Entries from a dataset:
+ + + +

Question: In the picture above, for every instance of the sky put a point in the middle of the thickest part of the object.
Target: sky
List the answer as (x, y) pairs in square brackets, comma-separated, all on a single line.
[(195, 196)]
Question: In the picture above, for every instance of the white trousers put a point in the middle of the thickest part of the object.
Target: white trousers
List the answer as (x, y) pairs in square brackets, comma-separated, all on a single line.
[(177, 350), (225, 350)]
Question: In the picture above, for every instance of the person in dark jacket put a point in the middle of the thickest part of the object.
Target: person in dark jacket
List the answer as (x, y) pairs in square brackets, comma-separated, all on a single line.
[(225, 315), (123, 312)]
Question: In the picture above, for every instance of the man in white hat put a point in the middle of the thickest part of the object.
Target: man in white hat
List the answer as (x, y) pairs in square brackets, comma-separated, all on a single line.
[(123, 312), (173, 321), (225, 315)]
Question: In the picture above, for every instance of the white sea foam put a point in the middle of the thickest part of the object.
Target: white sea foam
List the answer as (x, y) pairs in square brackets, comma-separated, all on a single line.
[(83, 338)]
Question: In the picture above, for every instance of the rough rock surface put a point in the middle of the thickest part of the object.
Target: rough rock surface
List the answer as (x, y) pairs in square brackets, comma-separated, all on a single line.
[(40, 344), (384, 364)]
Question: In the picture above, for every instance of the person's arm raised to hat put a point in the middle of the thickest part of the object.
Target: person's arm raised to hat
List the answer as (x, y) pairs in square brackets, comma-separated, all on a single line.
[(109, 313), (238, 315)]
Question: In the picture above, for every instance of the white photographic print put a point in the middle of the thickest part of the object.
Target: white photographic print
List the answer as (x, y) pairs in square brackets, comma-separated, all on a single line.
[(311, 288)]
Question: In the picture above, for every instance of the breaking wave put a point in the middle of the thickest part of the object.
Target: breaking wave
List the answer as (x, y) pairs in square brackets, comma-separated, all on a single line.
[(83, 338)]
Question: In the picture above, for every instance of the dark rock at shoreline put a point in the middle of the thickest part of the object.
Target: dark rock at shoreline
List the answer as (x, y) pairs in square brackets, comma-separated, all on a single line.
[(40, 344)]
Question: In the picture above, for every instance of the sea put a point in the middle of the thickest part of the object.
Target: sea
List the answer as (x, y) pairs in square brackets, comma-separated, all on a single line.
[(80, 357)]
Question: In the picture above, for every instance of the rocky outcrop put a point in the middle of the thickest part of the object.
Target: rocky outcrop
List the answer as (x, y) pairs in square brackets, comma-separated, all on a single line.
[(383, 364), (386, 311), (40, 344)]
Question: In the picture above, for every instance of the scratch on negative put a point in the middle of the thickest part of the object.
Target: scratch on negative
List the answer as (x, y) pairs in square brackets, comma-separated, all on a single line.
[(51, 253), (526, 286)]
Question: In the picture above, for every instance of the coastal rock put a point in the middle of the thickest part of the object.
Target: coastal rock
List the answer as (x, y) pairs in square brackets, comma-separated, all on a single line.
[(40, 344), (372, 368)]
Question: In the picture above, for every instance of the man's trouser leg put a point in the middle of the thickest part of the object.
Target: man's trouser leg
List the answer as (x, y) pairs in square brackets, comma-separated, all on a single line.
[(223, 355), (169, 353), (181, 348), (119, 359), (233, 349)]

+ + + +

Exercise brief:
Swap "thickest part" for "widest part" everywhere it appears in the items above, and reproduce all of them with no other changes.

Final result:
Question: In the picture above, for every instance of the sky put a point in the middle of the widest part of the object.
Target: sky
List the answer as (x, y) pairs in square brackets, comma-separated, all on a single line.
[(195, 196)]
Question: In the picture above, for every instance of the white trousers put a point in the middle of the widest part of the object.
Target: white trousers
List the answer as (x, y) pairs in square brackets, comma-separated, all on a single line.
[(177, 350), (225, 350)]
Question: In the picture above, for every instance of the person in dark jacket put a point in the middle of the widest part of the object.
Target: person in dark jacket
List the answer as (x, y) pairs in square brackets, comma-separated, all on a single line.
[(225, 315), (123, 312)]
Question: In the picture above, for every instance of the man in white hat put a point in the middle of the widest part of the object.
Target: man in white hat
List the answer as (x, y) pairs in square brackets, comma-separated, all on a single line.
[(123, 312), (173, 321), (225, 315)]
Question: In the picture above, for every instance of the white sea foam put a point in the middle of the widest part of the object.
Target: white sea foam
List the answer as (x, y) pairs in square brackets, comma-separated, all on a single line.
[(83, 338)]
Question: In the picture above, for every instance of the rough rock surface put a point in the middle of the widest part of the object.
Target: rough rock surface
List the answer as (x, y) pairs in square brackets, comma-separated, all on a single line.
[(40, 344), (384, 364)]
Question: In the picture above, for every instance of the person's arm raised to hat put a point in the middle of the widest part of the object.
Target: person's arm raised to hat
List the answer as (x, y) pairs in square brackets, comma-separated, all on a single line.
[(109, 313), (238, 315)]
Question: In the picture above, for every instance of the white photographic print put a point in the middle of the widest part of the object.
Target: white photographic print
List the answer as (x, y) pairs in square brackets, comma-separated, all on a single line.
[(311, 288)]
Question: In the picture above, for every instance of the breaking wave put a point in the middle of the widest part of the object.
Target: breaking wave
List the answer as (x, y) pairs in square brackets, comma-separated, all on a single line.
[(83, 338)]
Question: In the picture above, for every instance of the dark rock at shoreline put a point in the middle of the widest part of the object.
Target: dark rock at shoreline
List the answer as (x, y) pairs in square brackets, comma-separated, all on a single line.
[(40, 344)]
Question: In the picture above, for every instance of the sea put a point in the middle of the widest part of the object.
Target: sea
List the answer as (x, y) pairs in square brackets, comma-separated, all on a single line.
[(80, 357)]
Question: In the picture above, for every instance of the rocky outcrop put a point in the middle of the widest part of the object.
Target: rocky outcrop
List the answer as (x, y) pairs in square brackets, comma-separated, all on a single line.
[(383, 364), (386, 311), (40, 344)]
Question: In the picture above, for every instance of the scratch on negative put a point in the middle of the widest part of the object.
Target: scratch on negative
List the answer as (x, y) pairs in square brackets, comma-separated, all on a single line.
[(51, 253), (526, 286)]
Question: In the picture above, for every instance of the coastal rock put a point in the middle of the widest part of the object.
Target: coastal rock
List the answer as (x, y) pairs in square brackets, comma-separated, all on a single line.
[(40, 344), (372, 368)]
Question: In the picture above, for every instance of the man's trouser leg put a point in the middle of the widest part of the object.
Target: man's trouser leg
List the answer as (x, y) pairs in square brackets, comma-separated, all on a single line.
[(223, 355), (169, 353), (181, 348), (119, 359), (233, 349)]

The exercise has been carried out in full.